Directions for this task: Rewrite all of the data below, replacing each "Kindly" with "Please" and leaving everything else unchanged.

Data entries:
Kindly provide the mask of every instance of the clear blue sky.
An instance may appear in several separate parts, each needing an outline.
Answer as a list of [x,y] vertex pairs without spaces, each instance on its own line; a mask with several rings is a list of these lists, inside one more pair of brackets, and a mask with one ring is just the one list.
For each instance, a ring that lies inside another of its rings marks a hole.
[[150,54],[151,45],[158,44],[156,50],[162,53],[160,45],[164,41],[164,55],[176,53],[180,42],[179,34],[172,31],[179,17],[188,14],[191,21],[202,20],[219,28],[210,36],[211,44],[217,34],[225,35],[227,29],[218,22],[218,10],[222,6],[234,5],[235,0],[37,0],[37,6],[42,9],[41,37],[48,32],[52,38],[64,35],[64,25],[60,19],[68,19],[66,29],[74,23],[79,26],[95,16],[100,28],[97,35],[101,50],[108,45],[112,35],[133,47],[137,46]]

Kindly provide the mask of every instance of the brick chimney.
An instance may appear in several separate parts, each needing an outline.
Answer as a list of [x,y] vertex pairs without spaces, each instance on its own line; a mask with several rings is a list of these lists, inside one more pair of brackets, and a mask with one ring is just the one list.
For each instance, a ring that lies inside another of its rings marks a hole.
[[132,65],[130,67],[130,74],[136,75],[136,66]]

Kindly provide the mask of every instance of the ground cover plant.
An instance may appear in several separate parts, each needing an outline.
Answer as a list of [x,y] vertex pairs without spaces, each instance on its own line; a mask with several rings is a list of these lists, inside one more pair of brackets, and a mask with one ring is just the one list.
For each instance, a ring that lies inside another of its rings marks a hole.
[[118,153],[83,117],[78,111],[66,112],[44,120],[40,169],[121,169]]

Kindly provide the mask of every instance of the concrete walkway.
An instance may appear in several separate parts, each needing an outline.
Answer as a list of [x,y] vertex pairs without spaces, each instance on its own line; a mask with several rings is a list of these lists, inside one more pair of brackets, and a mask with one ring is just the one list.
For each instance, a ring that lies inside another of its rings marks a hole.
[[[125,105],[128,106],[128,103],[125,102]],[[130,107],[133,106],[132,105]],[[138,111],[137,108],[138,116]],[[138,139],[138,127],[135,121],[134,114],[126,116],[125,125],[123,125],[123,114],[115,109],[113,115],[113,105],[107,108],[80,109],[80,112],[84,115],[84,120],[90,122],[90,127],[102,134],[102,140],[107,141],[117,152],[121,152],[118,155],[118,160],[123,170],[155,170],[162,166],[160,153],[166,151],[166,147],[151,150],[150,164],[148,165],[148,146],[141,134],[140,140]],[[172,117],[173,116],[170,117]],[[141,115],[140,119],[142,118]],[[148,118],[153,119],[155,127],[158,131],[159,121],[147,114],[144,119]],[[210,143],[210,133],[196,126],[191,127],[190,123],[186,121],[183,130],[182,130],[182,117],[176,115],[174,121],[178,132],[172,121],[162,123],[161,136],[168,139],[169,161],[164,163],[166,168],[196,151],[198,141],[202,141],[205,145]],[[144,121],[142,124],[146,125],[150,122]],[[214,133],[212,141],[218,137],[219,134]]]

Written solution:
Please provide the mask of every instance of the clear blue sky.
An instance may appear in several separate parts, each needing an outline.
Answer as a list of [x,y] vertex pairs without spaces, each instance on its own line; a mask with several rings is a list of these lists, inside one more pair of brackets, and a mask with one ring is just the one list.
For each instance, a ring that lies inside another of its rings marks a hole.
[[150,54],[151,45],[158,44],[156,50],[162,53],[160,45],[164,41],[164,55],[176,53],[180,42],[179,34],[172,31],[179,17],[188,14],[191,21],[202,20],[219,28],[210,36],[211,44],[217,34],[225,35],[227,29],[218,22],[218,10],[222,6],[234,5],[235,0],[37,0],[37,6],[42,9],[41,37],[48,32],[52,38],[64,35],[64,25],[60,19],[68,19],[66,29],[74,23],[79,26],[95,16],[100,28],[97,35],[101,50],[108,45],[112,35],[133,47],[137,46]]

Please provide the mask of every instance of the brick chimney.
An instance may appear in several separate parts, each needing an outline.
Answer as a list of [x,y] vertex pairs without spaces, each instance on its own line; a mask with several rings is a list of these lists, inside one more pair of brackets, and a mask with one ring is just the one list.
For each instance, a ring that lies inside another of its rings marks a hole.
[[132,65],[130,67],[130,74],[136,75],[136,66]]

Please provide the mask of every instance of the ground cover plant.
An instance may appear in several separate parts, each needing an outline.
Answer as a list of [x,y] vertex pairs without spaces, each instance on its own line; a mask with several rings is a list of these lists, inside one more pair of brackets, and a mask with one ring is just the one list.
For each instance, a ring that lies inside another of its rings marks a hole.
[[118,153],[83,117],[78,111],[66,112],[44,120],[40,169],[121,169]]

Please provide the mask of every instance of the concrete walkway.
An instance may appear in several separate parts, each needing an outline.
Answer as a list of [x,y] vertex pairs without spaces, each instance on its own line; a mask with several rings is a list of these lists, inside one more pair of brackets, and a mask with one ring is just the one list.
For each instance, a ring that lies inside another of its rings marks a hole.
[[[125,105],[128,106],[128,103],[125,102]],[[130,107],[133,106],[132,105]],[[138,111],[137,108],[138,116]],[[138,139],[138,127],[135,121],[134,114],[126,116],[125,125],[123,125],[123,114],[115,109],[113,115],[113,105],[107,108],[80,109],[80,112],[84,115],[84,120],[90,122],[90,127],[102,134],[102,140],[107,141],[117,152],[121,152],[118,155],[118,160],[123,170],[155,170],[162,166],[160,153],[166,151],[166,147],[151,150],[150,164],[148,165],[148,146],[141,134],[140,140]],[[172,117],[173,116],[170,117]],[[141,115],[140,119],[142,118]],[[148,118],[153,119],[155,127],[158,131],[159,121],[147,114],[144,119]],[[210,143],[210,133],[196,126],[191,127],[190,123],[186,121],[183,130],[182,130],[182,117],[176,115],[174,121],[178,132],[172,121],[162,123],[161,136],[168,139],[169,161],[164,163],[166,168],[196,151],[198,141],[202,141],[205,145]],[[144,121],[142,124],[146,125],[150,122]],[[214,133],[212,141],[218,137],[219,134]]]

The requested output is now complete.